Extrait du document:
>>>>
Gestion des émotions dans la médiation

La communication devenue impossible, irrémédiablement rendue au silence avec une incapacité à renouer le dialogue met en avant une non gestion des émotions. Cependant, il est utile de connaitre le principe de la gestion des émotions pour prendre en charge celles-ci lors de la médiation.

Accueillir l’émotion à pour exigence de travailler sur soi en tant qu’être humain face à d’autres humains pour que dans sa posture de médiateur, celui-ci puisse recevoir sans effet miroir les expressions parfois passionnées voire violente des médiés.

Rappelons que les émotions sont des interactions entre l’esprit et le corps. Le corps est l’image extérieur des ressentis internes. Le mental créé un réel changement dans le fonctionnement physiologique entrainant la nécessité de s’adapter.  Chaque situation a un sens et chaque personne sa réalité. De ce fait l’émotion vécue personnellement est confrontée à son vécu, ses valeurs, ses principes, et ce, au moment présent.
<<<<
Exercices à traiter:
A. D'après le texte sur la gestion des émotions dans la médiation, que sont les émotions ?
B. Recopiez, dans le texte sur la gestion des émotions dans la médiation, tout le passage allant de « La communication devenue » jusqu'à « violente des médiés. ».
C. Poursuivez le texte sur la gestion des émotions dans la médiation à partir de l'endroit où il s'arrête.

Données fournies:
>>>>
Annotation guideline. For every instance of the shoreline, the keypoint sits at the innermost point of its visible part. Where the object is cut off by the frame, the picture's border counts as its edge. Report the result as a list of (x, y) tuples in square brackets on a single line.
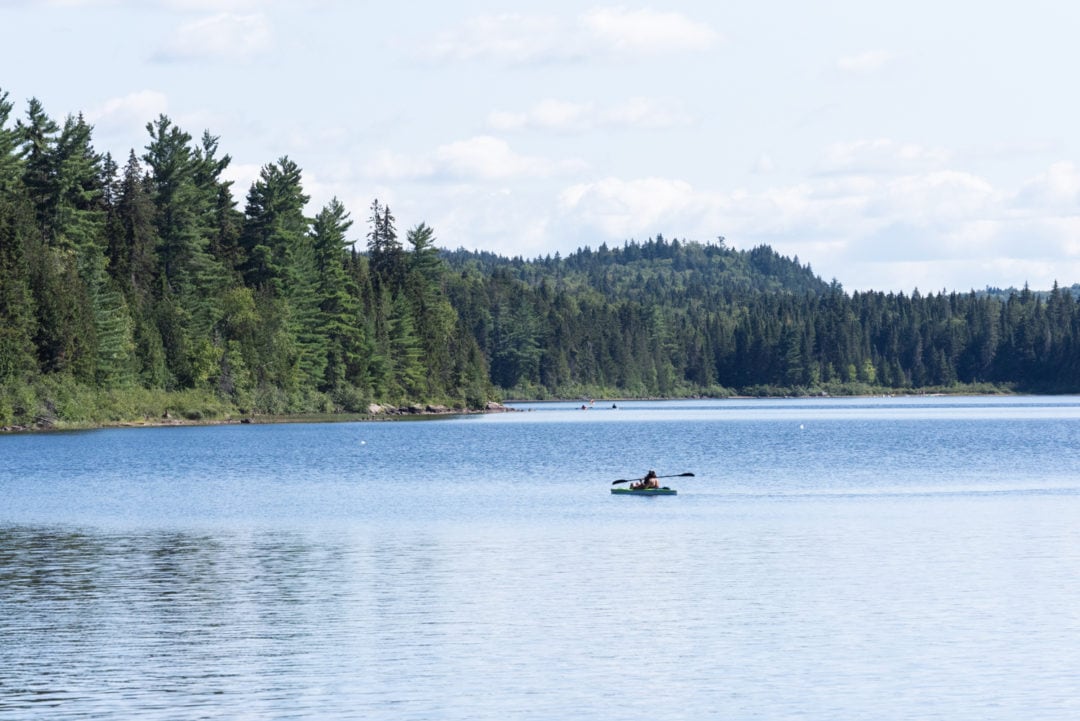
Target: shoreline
[(381, 415)]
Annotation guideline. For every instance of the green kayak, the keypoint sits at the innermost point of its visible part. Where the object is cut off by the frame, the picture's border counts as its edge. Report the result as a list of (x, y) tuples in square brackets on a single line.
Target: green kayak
[(645, 491)]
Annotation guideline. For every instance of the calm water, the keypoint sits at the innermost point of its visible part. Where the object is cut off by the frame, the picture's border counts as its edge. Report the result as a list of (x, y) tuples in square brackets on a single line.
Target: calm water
[(831, 559)]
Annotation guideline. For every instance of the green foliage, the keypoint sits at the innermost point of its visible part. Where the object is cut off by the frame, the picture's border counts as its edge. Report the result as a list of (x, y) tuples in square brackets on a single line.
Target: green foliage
[(140, 294)]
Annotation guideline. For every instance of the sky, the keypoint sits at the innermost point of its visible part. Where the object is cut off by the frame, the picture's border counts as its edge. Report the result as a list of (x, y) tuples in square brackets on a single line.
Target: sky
[(922, 145)]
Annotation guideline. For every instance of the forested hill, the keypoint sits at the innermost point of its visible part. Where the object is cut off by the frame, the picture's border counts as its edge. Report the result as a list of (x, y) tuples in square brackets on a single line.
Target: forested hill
[(146, 287), (645, 270)]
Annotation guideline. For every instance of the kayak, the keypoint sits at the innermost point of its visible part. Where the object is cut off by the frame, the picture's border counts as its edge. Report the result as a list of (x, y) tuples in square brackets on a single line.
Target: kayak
[(645, 491)]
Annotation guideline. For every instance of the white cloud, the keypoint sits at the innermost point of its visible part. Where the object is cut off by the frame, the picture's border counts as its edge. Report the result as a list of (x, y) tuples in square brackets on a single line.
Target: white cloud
[(508, 38), (566, 117), (941, 228), (220, 36), (864, 63), (631, 208), (647, 31), (881, 155), (478, 159), (1058, 187), (517, 39), (132, 110)]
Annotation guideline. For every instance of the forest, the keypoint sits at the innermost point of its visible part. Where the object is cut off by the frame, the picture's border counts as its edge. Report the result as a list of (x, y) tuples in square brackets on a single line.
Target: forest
[(144, 288)]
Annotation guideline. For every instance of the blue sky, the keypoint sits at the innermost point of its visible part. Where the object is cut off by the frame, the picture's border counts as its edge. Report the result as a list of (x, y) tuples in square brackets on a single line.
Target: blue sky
[(920, 145)]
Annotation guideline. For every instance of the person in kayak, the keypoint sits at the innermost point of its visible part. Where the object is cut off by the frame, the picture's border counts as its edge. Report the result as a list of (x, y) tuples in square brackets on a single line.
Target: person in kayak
[(648, 481)]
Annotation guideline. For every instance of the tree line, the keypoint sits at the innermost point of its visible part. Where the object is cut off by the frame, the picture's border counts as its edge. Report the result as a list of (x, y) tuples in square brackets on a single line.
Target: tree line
[(130, 288)]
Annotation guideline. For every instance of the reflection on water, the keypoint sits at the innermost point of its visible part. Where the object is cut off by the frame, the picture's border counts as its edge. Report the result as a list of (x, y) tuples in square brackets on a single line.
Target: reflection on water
[(850, 569), (880, 609)]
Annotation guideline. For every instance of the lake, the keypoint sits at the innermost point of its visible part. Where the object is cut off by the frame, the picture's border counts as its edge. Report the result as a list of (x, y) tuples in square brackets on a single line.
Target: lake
[(871, 558)]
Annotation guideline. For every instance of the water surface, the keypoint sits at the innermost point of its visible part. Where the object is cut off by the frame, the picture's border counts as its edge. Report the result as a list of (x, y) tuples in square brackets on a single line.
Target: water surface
[(887, 558)]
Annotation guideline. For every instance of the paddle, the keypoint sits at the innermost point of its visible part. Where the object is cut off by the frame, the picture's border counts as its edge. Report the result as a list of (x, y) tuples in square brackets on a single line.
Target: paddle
[(630, 480)]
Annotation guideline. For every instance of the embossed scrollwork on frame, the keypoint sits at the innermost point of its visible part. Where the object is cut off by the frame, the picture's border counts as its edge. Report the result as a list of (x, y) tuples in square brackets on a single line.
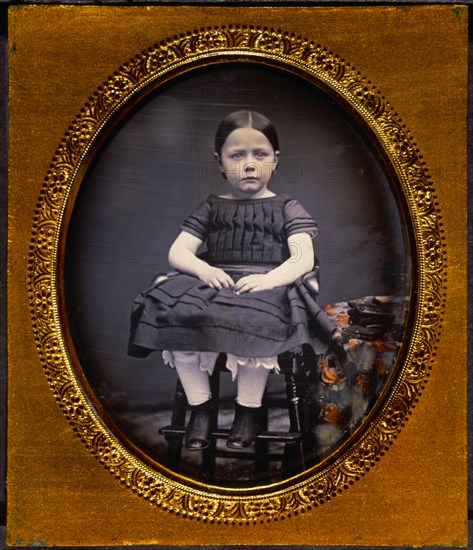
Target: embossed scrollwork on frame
[(319, 65)]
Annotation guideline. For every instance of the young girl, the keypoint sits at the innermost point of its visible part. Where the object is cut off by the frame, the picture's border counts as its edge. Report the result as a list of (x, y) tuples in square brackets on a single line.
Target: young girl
[(241, 261)]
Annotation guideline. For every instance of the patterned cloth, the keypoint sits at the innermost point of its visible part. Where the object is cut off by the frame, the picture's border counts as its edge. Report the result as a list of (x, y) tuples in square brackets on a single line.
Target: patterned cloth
[(247, 236)]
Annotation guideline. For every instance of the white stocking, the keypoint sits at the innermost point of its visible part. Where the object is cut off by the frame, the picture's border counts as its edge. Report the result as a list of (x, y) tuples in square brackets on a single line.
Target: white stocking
[(195, 382), (251, 383)]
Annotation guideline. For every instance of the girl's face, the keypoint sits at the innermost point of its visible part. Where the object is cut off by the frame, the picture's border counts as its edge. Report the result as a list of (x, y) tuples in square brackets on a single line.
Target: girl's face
[(248, 161)]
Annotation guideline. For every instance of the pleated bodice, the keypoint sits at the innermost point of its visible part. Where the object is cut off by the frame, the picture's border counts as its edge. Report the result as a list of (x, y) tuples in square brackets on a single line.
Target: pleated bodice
[(252, 231)]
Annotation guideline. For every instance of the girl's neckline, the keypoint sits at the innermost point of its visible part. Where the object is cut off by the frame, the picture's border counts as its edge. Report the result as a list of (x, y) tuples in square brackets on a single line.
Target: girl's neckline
[(246, 200)]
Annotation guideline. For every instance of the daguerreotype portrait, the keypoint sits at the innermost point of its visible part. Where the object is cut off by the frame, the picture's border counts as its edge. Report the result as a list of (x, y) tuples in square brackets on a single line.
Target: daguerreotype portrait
[(238, 276), (204, 203)]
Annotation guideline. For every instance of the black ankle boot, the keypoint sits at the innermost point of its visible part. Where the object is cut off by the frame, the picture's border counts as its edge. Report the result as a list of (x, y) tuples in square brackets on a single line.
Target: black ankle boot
[(246, 426), (199, 428)]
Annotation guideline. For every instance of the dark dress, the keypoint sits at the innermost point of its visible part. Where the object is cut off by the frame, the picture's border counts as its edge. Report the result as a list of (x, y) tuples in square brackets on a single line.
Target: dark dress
[(180, 312)]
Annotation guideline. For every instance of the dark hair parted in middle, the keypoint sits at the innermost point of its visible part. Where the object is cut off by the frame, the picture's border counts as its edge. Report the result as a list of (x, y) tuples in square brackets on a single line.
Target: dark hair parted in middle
[(245, 119)]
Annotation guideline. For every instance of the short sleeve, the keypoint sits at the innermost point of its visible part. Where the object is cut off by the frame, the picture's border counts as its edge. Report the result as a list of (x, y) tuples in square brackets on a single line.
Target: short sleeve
[(298, 220), (197, 223)]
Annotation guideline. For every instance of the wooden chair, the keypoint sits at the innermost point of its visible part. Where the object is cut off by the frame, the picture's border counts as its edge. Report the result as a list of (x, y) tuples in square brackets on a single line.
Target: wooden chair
[(295, 443)]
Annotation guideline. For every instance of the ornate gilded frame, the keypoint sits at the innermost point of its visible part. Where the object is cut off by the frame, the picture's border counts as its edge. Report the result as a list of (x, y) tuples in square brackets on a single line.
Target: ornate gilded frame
[(160, 64), (421, 205)]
<<<<
Résultats de l'exercice:
A. Ce sont des interactions entre l'esprit et le corps.

B.
La communication devenue impossible, irrémédiablement rendue au silence avec une incapacité à renouer le dialogue met en avant une non gestion des émotions. Cependant, il est utile de connaitre le principe de la gestion des émotions pour prendre en charge celles-ci lors de la médiation.

Accueillir l’émotion à pour exigence de travailler sur soi en tant qu’être humain face à d’autres humains pour que dans sa posture de médiateur, celui-ci puisse recevoir sans effet miroir les expressions parfois passionnées voire violente des médiés.

C.
Chaque histoire est expérimentée de façon différentielle selon sa propre histoire. Ainsi les médiés devront être entendus dans leurs émotions, ressentis et souffrances. Il faut toutefois préciser que le médiateur n’est pas un thérapeute ni un psychologue ni un coach. Il doit rester dans son rôle en renouant le dialogue et dans l’accueil des dires des médiés. Le médiateur se doit d’être vigilant sur la tolérance et la résilience.

La tolérance

Selon Voltaire la tolérance « …c’est l’apanage de l’humanité. Nous sommes tous pétris de faiblesses et d’erreurs ; pardonnons-nous réciproquement nos sottises, c’est la première loi de la nature. »[1]. La tolérance a pour fonction d’accueillir l’autre dans sa globalité. Il s’agit ainsi de ne pas remettre en cause la personne dans son histoire ni  dans sa réalité.

La tolérance a aussi cette notion de pouvoir accueillir l’intolérable ce qui est désapprouvé par l'esprit humain. Il s’agit ici de vertu se situant selon Comte-Sponville[2] entre l'intolérance et l’intolérable. La notion de tolérance nécessite donc pour le médiateur de se positionner face à ses valeurs et le sens qu’il donnera à sa propre notion de tolérance dans le respect de la loi.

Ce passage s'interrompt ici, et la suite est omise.